** About this exercise **
Look through the listing underneath for "fence", and copy every line that has it.

** Input data **
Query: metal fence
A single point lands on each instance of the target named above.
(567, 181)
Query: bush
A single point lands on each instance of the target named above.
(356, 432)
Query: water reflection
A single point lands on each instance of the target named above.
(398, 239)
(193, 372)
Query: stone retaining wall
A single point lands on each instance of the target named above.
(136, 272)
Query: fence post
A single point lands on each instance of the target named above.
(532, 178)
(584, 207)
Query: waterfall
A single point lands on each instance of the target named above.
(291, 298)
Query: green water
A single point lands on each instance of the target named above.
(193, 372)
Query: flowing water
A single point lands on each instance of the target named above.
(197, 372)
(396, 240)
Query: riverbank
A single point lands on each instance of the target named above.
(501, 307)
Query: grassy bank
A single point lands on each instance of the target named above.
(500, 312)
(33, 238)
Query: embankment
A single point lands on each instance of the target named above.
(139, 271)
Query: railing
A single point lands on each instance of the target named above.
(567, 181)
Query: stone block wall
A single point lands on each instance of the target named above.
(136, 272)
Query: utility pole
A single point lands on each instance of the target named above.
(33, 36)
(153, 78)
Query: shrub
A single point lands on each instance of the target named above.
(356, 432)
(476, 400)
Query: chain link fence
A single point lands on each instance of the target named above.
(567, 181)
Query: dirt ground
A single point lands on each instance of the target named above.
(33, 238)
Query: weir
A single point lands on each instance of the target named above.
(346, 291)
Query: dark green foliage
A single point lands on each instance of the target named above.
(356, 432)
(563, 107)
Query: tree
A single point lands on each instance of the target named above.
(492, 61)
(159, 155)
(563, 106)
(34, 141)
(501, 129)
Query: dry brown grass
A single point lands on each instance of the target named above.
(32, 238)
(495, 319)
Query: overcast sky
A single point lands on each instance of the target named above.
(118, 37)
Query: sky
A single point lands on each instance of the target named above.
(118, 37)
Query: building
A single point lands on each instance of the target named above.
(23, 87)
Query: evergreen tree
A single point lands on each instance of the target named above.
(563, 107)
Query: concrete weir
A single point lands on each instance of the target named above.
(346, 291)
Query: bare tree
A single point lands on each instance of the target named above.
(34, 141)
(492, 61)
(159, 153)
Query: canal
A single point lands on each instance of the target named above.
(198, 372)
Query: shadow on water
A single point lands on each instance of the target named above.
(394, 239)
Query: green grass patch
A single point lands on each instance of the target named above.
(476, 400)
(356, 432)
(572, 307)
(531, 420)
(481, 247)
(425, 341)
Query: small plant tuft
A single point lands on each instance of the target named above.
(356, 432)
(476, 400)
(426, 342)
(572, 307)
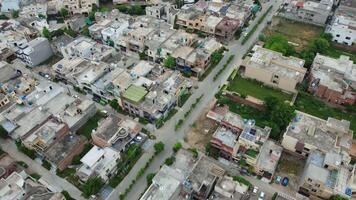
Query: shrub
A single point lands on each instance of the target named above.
(159, 147)
(169, 161)
(177, 146)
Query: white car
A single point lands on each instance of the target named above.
(262, 195)
(255, 190)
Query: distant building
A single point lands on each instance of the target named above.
(62, 152)
(99, 162)
(10, 5)
(34, 52)
(334, 79)
(325, 175)
(307, 11)
(343, 25)
(307, 133)
(77, 6)
(274, 69)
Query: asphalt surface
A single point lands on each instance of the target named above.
(55, 182)
(208, 88)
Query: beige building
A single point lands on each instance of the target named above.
(307, 133)
(77, 6)
(274, 69)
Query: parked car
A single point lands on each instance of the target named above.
(285, 181)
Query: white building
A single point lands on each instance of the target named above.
(10, 5)
(98, 162)
(343, 26)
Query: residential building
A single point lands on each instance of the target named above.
(60, 42)
(161, 11)
(44, 136)
(334, 79)
(313, 12)
(115, 132)
(99, 162)
(343, 25)
(34, 52)
(10, 5)
(325, 175)
(241, 140)
(224, 140)
(307, 133)
(274, 69)
(34, 10)
(201, 182)
(62, 152)
(228, 188)
(77, 6)
(196, 60)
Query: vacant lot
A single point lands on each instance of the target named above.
(201, 132)
(255, 89)
(296, 32)
(292, 167)
(309, 104)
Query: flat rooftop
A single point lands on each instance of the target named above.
(64, 147)
(308, 129)
(273, 61)
(227, 137)
(269, 156)
(135, 93)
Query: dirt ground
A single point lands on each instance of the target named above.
(201, 131)
(296, 32)
(292, 167)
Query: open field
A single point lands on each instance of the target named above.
(296, 32)
(309, 104)
(201, 132)
(258, 90)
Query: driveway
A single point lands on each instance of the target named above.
(167, 133)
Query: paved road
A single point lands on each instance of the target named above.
(55, 181)
(167, 134)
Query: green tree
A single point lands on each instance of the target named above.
(3, 132)
(15, 14)
(280, 44)
(159, 147)
(175, 25)
(169, 161)
(46, 33)
(169, 62)
(92, 186)
(64, 12)
(177, 146)
(216, 56)
(279, 114)
(338, 197)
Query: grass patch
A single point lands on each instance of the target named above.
(309, 104)
(183, 98)
(254, 28)
(256, 89)
(90, 125)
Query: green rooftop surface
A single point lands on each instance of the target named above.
(135, 93)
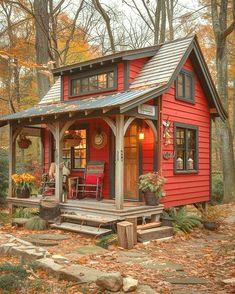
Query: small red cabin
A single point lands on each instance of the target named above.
(138, 111)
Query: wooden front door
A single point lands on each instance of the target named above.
(131, 163)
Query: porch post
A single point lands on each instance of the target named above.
(58, 163)
(12, 154)
(119, 163)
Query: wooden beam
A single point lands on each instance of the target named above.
(119, 163)
(87, 112)
(66, 126)
(111, 123)
(127, 123)
(105, 110)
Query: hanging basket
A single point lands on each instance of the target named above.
(24, 142)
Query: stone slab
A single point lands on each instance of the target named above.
(90, 249)
(186, 281)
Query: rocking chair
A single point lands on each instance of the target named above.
(92, 182)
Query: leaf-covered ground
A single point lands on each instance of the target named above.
(209, 256)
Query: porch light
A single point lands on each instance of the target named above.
(141, 135)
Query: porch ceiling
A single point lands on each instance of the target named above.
(88, 105)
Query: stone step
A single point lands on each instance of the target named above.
(149, 226)
(154, 234)
(81, 229)
(89, 217)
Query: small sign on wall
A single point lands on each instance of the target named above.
(147, 109)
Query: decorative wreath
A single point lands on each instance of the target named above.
(99, 139)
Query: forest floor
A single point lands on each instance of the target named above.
(196, 263)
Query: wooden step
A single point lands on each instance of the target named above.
(154, 233)
(149, 226)
(91, 218)
(81, 229)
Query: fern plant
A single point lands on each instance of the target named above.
(183, 221)
(36, 223)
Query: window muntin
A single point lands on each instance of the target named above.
(93, 83)
(75, 148)
(185, 149)
(185, 87)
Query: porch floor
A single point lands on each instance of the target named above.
(92, 206)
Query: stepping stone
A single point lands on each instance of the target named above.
(145, 289)
(90, 249)
(40, 242)
(186, 281)
(55, 237)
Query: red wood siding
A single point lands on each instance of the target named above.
(93, 153)
(135, 67)
(187, 188)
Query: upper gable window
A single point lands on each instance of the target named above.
(185, 87)
(93, 83)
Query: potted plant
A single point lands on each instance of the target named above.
(151, 184)
(23, 184)
(212, 217)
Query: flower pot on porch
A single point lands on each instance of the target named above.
(151, 199)
(22, 192)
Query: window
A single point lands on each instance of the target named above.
(185, 87)
(92, 84)
(75, 148)
(186, 150)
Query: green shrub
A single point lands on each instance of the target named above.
(36, 223)
(22, 213)
(217, 191)
(183, 221)
(3, 174)
(105, 241)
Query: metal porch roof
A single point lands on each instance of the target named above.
(93, 103)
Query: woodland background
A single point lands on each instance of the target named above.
(36, 36)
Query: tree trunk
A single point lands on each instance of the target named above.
(42, 44)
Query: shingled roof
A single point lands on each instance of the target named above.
(155, 78)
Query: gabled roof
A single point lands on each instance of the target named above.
(155, 78)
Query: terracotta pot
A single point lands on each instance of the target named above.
(151, 199)
(22, 192)
(212, 226)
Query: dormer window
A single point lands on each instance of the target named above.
(185, 87)
(84, 84)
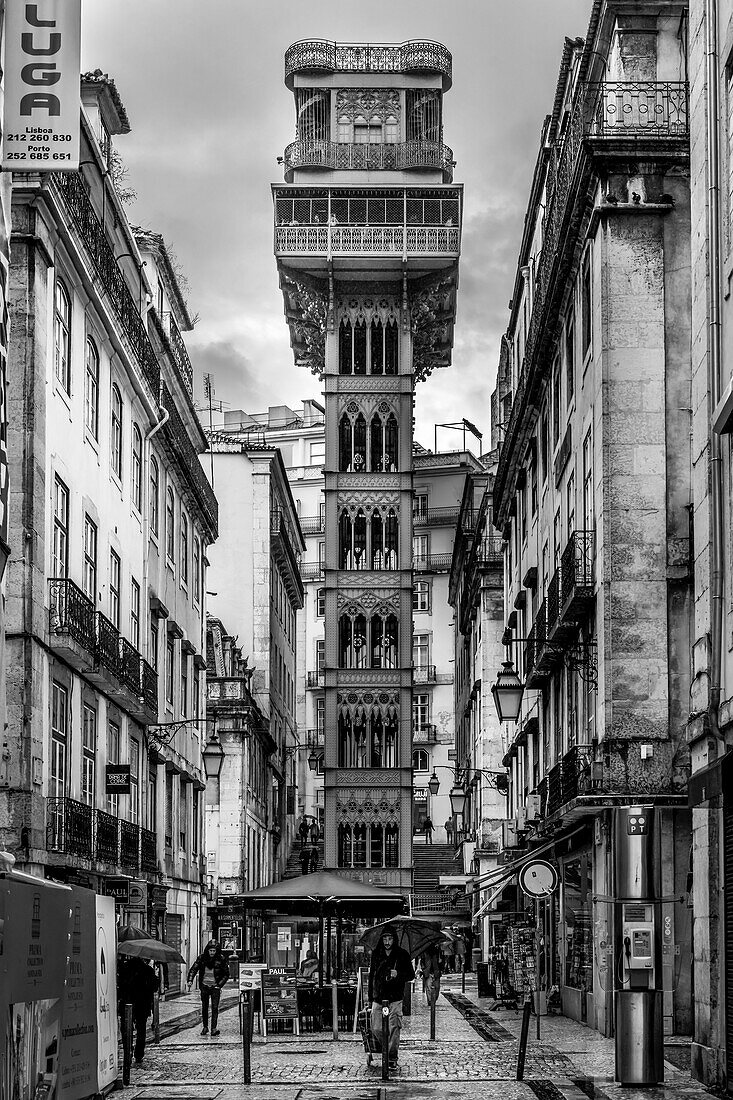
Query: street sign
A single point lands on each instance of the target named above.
(538, 878)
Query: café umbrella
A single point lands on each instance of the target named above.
(413, 933)
(154, 949)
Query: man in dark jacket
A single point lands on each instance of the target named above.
(137, 982)
(389, 974)
(212, 971)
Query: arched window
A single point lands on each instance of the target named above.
(91, 389)
(420, 760)
(116, 432)
(184, 548)
(154, 496)
(170, 525)
(63, 336)
(135, 468)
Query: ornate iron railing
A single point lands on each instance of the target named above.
(644, 108)
(106, 837)
(70, 189)
(175, 431)
(108, 646)
(129, 845)
(577, 563)
(315, 153)
(420, 56)
(148, 850)
(72, 613)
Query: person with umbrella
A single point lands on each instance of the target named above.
(390, 971)
(212, 971)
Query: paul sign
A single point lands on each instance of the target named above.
(41, 109)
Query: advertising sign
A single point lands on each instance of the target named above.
(77, 1049)
(106, 961)
(279, 993)
(117, 779)
(42, 66)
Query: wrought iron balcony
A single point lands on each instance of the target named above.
(148, 850)
(69, 188)
(72, 614)
(638, 108)
(323, 56)
(69, 826)
(577, 567)
(569, 778)
(342, 155)
(188, 460)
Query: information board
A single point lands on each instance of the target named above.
(279, 993)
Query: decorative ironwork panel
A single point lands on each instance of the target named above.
(72, 613)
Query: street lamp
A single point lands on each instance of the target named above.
(507, 693)
(212, 757)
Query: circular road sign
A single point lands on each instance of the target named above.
(538, 878)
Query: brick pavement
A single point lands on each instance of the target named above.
(460, 1064)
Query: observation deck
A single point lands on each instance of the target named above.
(318, 55)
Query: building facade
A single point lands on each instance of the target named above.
(591, 497)
(255, 584)
(367, 242)
(110, 521)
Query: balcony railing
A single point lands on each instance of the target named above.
(68, 826)
(577, 567)
(418, 56)
(341, 155)
(638, 108)
(569, 778)
(72, 613)
(70, 189)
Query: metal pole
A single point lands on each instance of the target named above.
(526, 1011)
(127, 1044)
(247, 1038)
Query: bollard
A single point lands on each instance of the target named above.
(526, 1012)
(247, 1038)
(127, 1043)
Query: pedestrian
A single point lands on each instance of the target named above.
(390, 971)
(430, 969)
(137, 983)
(212, 972)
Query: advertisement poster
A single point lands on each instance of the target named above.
(42, 65)
(77, 1052)
(35, 950)
(106, 991)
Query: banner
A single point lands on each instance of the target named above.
(42, 101)
(106, 992)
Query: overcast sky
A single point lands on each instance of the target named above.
(201, 81)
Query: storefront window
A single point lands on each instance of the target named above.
(577, 895)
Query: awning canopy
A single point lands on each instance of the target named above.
(323, 892)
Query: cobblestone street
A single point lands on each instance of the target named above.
(569, 1062)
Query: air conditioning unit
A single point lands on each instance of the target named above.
(534, 807)
(510, 837)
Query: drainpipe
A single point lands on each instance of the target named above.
(712, 212)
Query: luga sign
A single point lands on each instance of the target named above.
(41, 111)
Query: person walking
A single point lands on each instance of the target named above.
(390, 971)
(137, 983)
(212, 971)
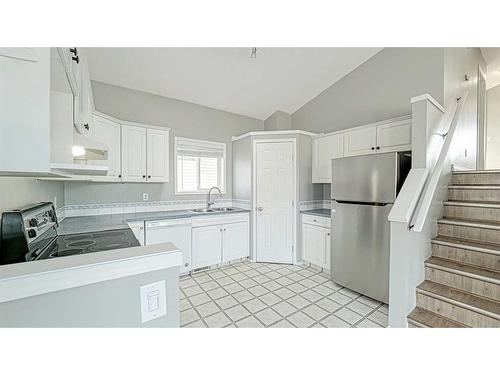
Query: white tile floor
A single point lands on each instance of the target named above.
(273, 295)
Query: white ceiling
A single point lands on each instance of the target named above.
(227, 78)
(492, 57)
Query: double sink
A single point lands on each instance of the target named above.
(220, 209)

** Exercise output **
Query: metal fence
Query: fence post
Query: chain link fence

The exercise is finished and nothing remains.